= Exercise =
Output the lines below word for word, in the same order.

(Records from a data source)
※ ※ ※
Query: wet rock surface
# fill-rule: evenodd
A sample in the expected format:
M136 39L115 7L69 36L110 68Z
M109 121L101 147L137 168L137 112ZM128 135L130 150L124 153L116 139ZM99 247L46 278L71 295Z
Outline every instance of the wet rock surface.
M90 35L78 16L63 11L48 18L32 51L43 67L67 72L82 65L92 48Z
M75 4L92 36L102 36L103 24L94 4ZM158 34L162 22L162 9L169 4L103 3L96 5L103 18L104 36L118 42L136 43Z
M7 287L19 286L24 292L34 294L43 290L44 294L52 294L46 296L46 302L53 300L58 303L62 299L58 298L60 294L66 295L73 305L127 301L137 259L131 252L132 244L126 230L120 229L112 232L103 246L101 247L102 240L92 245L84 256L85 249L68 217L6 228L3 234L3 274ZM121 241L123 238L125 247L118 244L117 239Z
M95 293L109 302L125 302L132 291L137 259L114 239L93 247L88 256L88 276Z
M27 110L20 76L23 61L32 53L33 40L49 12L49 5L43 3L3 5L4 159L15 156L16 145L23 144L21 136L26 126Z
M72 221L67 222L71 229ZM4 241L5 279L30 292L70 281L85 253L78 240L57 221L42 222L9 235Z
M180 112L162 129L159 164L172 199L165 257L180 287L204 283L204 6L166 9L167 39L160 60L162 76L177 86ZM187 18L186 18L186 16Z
※ ※ ※
= Result for this exercise =
Query: wet rock surface
# fill-rule: evenodd
A sample in the expected format:
M136 39L115 7L69 36L110 68Z
M109 121L101 147L137 168L137 112ZM128 135L130 150L124 153L116 139ZM99 247L46 278L71 295Z
Outline every instance of the wet rock surface.
M90 35L78 16L63 11L48 18L32 51L43 67L67 72L82 65L92 48Z
M75 4L92 36L102 36L103 24L94 4ZM158 34L162 22L162 9L169 4L103 3L96 5L103 18L104 36L118 42L136 43Z
M7 287L19 286L24 292L34 294L43 290L44 294L52 294L46 296L46 302L53 300L58 303L62 299L58 298L60 294L66 295L73 305L127 301L137 259L131 252L132 244L126 230L120 229L112 232L103 246L101 247L102 240L92 245L84 256L85 249L68 217L6 228L3 234L3 274ZM121 241L123 238L125 247L118 244L117 239Z
M95 293L109 302L125 302L132 291L137 259L114 239L93 247L88 256L88 276Z
M27 110L20 76L23 61L32 53L33 40L49 12L49 5L43 3L3 5L4 159L15 156L16 145L23 144L21 136L26 126Z
M72 221L67 222L71 229ZM4 241L5 279L30 292L70 281L85 253L78 240L57 221L42 222L9 235Z
M180 112L162 129L159 164L172 199L165 257L180 287L204 283L204 6L166 9L167 39L160 60L162 76L177 86ZM187 18L186 18L186 16Z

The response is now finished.